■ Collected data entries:
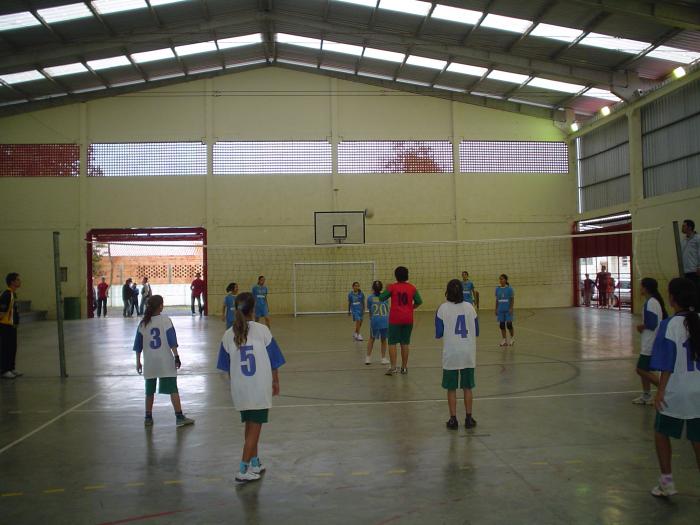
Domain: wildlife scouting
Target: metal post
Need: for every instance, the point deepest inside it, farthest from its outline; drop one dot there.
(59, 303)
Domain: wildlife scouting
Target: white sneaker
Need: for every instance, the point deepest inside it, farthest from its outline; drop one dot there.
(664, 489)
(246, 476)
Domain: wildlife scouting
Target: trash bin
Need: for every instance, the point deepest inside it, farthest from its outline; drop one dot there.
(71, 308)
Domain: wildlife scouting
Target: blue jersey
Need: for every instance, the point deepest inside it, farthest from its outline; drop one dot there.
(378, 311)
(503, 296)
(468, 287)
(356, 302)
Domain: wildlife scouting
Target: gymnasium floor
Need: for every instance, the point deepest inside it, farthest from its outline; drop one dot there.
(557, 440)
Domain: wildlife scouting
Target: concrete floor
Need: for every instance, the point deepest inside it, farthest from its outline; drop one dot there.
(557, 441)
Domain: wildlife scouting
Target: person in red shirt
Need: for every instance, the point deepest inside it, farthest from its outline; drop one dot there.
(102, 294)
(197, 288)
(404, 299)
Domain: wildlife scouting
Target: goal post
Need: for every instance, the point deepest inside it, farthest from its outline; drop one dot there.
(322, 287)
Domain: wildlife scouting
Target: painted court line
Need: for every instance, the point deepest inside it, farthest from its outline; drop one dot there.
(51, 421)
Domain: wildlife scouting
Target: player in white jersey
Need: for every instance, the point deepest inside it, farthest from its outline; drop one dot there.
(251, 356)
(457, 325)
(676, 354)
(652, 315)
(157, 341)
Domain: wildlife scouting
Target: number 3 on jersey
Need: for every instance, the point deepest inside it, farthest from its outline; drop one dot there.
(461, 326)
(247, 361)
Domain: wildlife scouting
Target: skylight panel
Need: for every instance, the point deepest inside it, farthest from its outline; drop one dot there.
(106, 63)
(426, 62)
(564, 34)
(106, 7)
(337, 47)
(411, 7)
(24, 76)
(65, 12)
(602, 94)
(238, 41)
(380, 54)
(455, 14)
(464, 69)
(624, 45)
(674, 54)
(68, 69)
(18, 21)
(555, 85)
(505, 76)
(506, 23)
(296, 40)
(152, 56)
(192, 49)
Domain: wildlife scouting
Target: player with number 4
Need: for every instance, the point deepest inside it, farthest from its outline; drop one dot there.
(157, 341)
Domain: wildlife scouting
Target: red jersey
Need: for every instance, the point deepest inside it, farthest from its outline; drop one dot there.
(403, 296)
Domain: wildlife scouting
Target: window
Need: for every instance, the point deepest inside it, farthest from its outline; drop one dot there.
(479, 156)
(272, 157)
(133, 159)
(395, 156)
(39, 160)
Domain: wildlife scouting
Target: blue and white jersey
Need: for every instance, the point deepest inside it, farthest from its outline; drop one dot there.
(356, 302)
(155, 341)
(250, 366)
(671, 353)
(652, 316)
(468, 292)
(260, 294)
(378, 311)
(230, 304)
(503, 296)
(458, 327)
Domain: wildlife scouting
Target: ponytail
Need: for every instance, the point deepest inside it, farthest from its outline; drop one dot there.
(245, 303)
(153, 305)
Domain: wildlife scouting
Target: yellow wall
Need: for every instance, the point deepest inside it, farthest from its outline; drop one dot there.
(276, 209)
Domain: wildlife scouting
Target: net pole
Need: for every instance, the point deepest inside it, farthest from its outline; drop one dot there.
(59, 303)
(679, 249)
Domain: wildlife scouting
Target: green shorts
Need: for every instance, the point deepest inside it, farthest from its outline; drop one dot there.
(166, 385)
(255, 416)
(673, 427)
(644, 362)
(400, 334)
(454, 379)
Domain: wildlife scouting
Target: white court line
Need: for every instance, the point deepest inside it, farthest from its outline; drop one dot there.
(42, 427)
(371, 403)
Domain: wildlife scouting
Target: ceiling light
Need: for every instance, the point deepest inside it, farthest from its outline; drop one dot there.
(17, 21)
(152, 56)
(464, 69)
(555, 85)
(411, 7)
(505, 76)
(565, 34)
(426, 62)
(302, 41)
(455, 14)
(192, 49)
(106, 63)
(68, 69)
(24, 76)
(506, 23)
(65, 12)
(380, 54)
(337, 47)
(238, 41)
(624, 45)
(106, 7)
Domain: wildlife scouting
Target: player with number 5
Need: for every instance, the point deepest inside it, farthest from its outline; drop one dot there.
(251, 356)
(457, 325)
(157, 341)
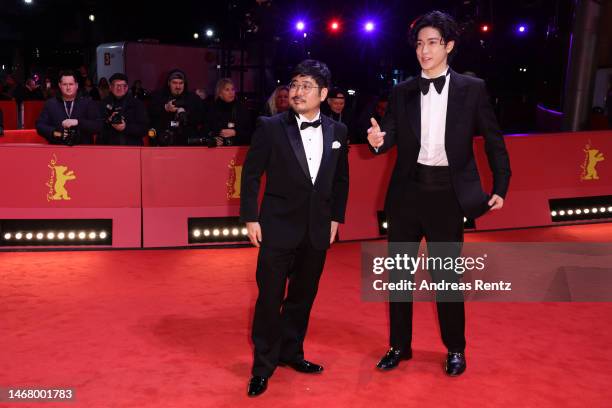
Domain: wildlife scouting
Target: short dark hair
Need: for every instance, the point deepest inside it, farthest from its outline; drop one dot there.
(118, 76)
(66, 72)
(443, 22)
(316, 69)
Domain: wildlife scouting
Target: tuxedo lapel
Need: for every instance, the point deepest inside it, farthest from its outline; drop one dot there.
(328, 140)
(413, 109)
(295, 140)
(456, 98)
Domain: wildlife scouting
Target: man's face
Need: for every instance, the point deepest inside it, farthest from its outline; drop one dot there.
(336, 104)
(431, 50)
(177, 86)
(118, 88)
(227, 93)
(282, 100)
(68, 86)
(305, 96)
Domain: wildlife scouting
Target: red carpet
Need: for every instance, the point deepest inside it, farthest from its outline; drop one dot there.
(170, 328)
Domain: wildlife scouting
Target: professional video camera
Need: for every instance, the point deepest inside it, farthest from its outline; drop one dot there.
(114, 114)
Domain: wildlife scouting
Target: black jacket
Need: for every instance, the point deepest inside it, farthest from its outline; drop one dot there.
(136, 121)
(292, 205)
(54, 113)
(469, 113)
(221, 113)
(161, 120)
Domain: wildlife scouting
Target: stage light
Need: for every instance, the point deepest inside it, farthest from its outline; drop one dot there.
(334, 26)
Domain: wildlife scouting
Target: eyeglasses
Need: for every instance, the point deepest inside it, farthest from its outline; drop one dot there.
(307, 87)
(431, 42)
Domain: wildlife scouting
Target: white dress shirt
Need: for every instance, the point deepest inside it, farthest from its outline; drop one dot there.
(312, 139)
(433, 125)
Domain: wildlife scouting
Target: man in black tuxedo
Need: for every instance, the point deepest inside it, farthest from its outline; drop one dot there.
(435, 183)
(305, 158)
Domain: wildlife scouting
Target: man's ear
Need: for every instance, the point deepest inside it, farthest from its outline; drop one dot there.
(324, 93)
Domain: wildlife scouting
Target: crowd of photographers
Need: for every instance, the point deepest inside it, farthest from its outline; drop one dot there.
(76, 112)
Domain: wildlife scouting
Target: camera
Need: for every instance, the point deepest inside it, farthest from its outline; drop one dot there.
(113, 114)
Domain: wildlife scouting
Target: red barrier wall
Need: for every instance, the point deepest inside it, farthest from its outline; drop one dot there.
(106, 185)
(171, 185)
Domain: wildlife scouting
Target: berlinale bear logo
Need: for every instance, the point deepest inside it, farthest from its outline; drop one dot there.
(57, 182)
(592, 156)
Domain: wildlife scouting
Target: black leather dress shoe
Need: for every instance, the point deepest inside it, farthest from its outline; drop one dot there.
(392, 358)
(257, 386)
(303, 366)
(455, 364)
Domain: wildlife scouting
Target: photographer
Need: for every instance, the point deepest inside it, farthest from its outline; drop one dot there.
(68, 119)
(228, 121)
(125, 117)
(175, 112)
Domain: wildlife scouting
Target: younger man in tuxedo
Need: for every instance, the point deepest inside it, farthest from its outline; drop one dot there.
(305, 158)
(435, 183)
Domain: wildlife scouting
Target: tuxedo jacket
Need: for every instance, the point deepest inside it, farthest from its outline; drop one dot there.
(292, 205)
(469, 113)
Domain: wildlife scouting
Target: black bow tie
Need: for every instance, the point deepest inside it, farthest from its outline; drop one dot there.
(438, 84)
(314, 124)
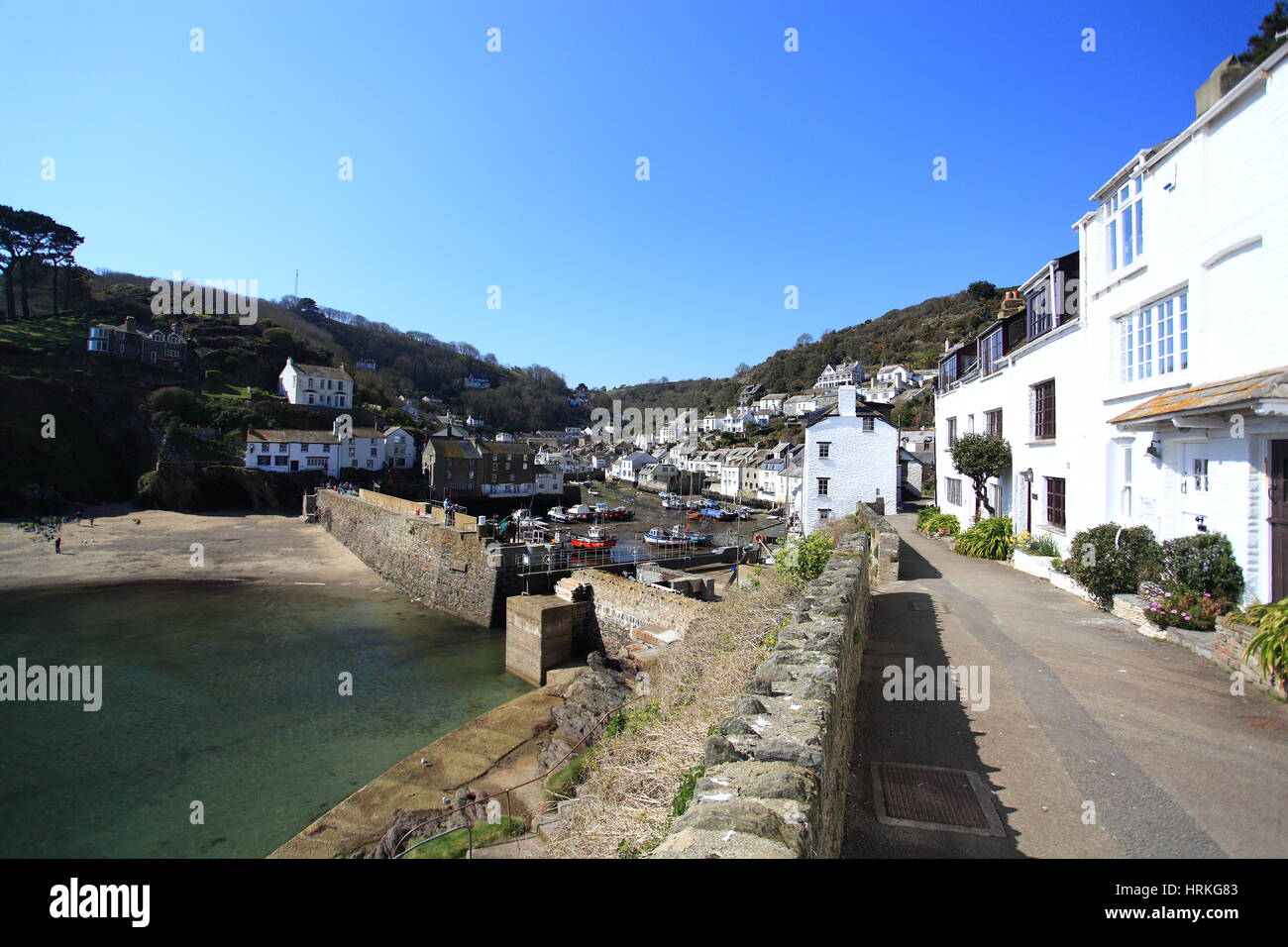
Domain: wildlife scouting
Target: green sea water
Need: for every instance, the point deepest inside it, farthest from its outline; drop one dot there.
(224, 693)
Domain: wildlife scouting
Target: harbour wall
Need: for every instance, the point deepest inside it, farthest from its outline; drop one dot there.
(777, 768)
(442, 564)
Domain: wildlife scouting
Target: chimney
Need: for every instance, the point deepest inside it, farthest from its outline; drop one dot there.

■ Goal of the exercise:
Look back at the entries above and repeat, unchanged, every line from the line holding "Target: man's face" through the line holding "Target: stage light".

■ Solution:
Target: man's face
Need: for every instance, the point deepest inside it, farthest from its outline; drop one dot there.
(336, 104)
(431, 50)
(177, 86)
(118, 88)
(227, 93)
(282, 100)
(68, 86)
(305, 96)
Domain: wildlife scouting
Target: red carpet
Need: for every instance, the point deepest inside it, farthest from its outline; drop one dot there.
(170, 328)
Domain: wildlife scouting
Target: professional video camera
Need: for every instance, the point deepest inside it, farthest from its outline; drop one dot there.
(114, 114)
Domain: wildlife scouting
Target: black jacket
Need: for every instance, the point deepest inside it, farthest from its outline; drop one dot there.
(136, 121)
(292, 205)
(54, 113)
(469, 113)
(221, 113)
(161, 120)
Domain: wildlife scouting
Target: stage light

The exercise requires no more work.